[Texto dado]

Qué duda cabe que la pandemia ha sido impulsora de transformaciones para la humanidad y a nivel individual. Ha sido portadora de significados sobre la salud y sus trabajadores; de la importancia de un medioambiente sano y también, de condiciones favorables para nuestra salud física, mental y de convivencia social.
Asimismo, aprendimos a valorar la proximidad, el origen, la inocuidad y trazabilidad de nuestros alimentos, comprendiendo que la omnicanalidad y digitalización de nuestras formas de consumo no tiene vuelta atrás. Aprendimos de la diversidad de estilos de alimentación, dietas y culturas alimentarias, incluso, revisamos nuestras propias preferencias y comprendimos que la alimentación es una necesidad humana básica.
Sin embargo, cerca del 10% de la población mundial no satisface sus requerimientos mínimos de energía alimentaria y muere por hambre o malnutrición.
Es decir, los largos períodos de confinamiento provocaron cambios significativos en el consumo y la producción de alimentos. Junto a ello, y desde el surgimiento de los ODS, los países han entendido la importancia de la seguridad alimentaria en la calidad de vida, productividad y estabilidad política, impulsando -en plena crisis del multilateralismo- estrategias y leyes para alcanzar la sostenibilidad y participar así, en el tablero del poder global con mayor autonomía. China, U.E, Japón, Noruega, UK, Indonesia, Singapur, Vietnam, entre otros, han fortalecido sus capacidades institucionales y alineado sus políticas alimentarias con un horizonte de largo plazo, incluyendo metas y compromisos para disminuir sus emisiones de carbono en procesos productivos o realizando importantes inversiones en I+D+i para enfrentar el calentamiento global y la salud de su población con metas e indicadores que les permitan lograr la agenda 2030. No obstante, India fijó su meta de neutralidad de CO2 al 2070.

[/Texto dado]
[Material presentado]

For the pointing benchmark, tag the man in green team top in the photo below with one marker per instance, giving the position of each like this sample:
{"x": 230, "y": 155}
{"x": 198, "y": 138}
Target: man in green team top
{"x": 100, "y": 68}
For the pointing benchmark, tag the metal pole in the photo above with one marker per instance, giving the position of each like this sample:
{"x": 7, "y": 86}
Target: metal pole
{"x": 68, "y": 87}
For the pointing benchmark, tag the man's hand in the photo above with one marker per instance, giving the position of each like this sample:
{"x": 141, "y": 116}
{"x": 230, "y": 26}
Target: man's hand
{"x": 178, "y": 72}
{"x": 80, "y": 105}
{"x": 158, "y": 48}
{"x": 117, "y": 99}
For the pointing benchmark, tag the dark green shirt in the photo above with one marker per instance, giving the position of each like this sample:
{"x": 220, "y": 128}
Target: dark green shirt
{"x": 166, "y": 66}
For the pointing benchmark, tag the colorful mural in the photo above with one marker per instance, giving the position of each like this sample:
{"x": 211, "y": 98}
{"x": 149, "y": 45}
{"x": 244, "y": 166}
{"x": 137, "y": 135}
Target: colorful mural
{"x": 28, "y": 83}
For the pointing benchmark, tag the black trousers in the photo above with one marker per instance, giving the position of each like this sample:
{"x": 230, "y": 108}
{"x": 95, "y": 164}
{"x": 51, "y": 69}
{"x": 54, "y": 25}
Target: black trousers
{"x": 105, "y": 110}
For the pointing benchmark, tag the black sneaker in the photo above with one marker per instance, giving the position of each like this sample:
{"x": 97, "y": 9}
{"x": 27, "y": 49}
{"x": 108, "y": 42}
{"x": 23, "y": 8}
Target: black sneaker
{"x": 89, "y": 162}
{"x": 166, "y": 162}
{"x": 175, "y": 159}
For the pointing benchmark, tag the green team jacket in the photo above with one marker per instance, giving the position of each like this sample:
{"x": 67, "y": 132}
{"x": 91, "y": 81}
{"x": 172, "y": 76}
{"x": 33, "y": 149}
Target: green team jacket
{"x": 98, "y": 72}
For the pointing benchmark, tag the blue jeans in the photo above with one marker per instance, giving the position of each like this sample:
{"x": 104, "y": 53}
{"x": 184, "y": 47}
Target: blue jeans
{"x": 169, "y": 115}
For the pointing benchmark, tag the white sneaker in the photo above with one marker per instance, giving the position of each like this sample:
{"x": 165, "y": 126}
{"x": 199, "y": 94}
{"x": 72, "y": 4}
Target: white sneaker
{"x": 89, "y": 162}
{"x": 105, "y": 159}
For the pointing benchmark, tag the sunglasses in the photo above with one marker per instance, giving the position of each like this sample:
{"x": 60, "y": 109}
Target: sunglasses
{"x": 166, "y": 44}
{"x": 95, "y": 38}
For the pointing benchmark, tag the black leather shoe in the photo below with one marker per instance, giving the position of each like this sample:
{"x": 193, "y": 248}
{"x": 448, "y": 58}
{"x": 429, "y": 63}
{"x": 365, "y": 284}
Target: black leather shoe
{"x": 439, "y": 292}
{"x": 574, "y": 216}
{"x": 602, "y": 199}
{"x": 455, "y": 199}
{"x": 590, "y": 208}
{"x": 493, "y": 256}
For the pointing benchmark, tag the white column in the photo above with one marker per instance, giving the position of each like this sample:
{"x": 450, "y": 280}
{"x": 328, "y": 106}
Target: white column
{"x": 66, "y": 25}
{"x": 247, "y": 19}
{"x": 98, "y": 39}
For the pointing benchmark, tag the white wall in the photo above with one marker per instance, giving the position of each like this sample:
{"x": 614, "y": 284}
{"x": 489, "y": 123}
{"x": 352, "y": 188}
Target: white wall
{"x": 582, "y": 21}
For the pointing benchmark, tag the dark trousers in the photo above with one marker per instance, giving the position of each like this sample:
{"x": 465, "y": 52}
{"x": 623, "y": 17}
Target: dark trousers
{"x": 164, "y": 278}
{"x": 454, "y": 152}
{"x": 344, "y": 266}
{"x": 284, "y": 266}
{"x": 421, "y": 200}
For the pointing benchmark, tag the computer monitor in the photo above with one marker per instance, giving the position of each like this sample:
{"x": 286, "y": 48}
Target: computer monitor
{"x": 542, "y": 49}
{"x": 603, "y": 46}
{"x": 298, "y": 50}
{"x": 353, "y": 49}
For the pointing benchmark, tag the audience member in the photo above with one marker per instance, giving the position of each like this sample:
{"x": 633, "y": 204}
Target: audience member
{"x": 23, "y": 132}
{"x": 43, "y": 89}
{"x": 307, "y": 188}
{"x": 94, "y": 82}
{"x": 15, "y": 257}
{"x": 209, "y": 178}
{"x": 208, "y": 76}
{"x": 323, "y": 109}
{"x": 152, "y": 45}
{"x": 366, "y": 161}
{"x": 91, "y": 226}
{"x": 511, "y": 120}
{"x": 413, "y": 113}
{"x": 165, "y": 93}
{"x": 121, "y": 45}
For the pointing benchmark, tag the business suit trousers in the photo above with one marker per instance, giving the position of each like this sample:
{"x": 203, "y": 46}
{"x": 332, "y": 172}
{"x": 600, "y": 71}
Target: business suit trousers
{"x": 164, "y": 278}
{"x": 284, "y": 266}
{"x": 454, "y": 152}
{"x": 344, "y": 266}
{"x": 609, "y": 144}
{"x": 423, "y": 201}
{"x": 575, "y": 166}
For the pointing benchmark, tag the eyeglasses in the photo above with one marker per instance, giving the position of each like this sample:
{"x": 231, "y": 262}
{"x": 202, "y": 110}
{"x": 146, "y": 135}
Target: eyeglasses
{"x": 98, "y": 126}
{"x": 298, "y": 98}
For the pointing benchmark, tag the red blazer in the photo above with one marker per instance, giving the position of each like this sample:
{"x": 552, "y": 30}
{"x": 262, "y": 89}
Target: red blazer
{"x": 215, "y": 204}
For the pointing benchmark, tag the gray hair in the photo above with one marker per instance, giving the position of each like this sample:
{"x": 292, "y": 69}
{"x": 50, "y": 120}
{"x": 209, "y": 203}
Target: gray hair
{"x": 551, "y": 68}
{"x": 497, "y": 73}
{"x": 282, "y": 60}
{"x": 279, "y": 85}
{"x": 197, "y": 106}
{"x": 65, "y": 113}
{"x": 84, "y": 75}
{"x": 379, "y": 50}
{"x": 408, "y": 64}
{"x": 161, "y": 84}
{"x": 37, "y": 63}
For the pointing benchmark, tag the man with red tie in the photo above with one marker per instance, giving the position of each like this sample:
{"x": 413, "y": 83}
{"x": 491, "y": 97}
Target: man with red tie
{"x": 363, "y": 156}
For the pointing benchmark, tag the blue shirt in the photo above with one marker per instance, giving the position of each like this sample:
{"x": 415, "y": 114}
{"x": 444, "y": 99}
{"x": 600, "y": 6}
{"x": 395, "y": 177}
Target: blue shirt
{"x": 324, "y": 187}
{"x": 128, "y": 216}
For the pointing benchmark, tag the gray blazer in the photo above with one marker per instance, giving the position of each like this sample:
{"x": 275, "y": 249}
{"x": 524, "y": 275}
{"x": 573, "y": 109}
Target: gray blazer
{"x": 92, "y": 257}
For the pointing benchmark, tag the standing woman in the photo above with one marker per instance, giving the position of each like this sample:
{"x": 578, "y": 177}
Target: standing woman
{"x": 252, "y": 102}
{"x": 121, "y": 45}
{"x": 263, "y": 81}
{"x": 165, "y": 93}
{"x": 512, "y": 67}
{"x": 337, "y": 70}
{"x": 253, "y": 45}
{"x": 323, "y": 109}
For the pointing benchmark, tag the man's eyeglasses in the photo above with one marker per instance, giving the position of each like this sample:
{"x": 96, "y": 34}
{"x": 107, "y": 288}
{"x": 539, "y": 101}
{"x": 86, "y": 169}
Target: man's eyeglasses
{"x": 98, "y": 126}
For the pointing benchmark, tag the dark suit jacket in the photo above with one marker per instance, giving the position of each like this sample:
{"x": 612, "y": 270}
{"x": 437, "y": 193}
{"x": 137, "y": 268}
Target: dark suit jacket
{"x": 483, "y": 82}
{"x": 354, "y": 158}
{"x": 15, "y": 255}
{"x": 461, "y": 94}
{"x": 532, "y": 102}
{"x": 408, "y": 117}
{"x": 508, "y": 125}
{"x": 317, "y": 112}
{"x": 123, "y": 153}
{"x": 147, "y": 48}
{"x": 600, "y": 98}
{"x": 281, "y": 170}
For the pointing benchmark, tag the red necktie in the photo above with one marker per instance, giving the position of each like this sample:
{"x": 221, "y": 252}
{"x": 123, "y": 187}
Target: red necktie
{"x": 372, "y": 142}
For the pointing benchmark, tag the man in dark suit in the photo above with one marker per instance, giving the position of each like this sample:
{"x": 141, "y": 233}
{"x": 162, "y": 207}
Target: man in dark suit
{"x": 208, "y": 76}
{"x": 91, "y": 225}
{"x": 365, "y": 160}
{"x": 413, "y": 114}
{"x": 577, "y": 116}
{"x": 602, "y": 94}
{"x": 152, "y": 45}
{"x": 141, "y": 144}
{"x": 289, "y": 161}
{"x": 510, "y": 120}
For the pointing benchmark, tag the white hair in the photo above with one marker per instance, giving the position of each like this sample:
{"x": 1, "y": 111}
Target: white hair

[/Material presentado]

Tarea a realizar →
Extrae del texto sobre la pandemia y la alimentación todo lo que va desde "Qué duda cabe" hasta "necesidad humana básica.", copiándolo sin ningún cambio.

Respuesta →
Qué duda cabe que la pandemia ha sido impulsora de transformaciones para la humanidad y a nivel individual. Ha sido portadora de significados sobre la salud y sus trabajadores; de la importancia de un medioambiente sano y también, de condiciones favorables para nuestra salud física, mental y de convivencia social.
Asimismo, aprendimos a valorar la proximidad, el origen, la inocuidad y trazabilidad de nuestros alimentos, comprendiendo que la omnicanalidad y digitalización de nuestras formas de consumo no tiene vuelta atrás. Aprendimos de la diversidad de estilos de alimentación, dietas y culturas alimentarias, incluso, revisamos nuestras propias preferencias y comprendimos que la alimentación es una necesidad humana básica.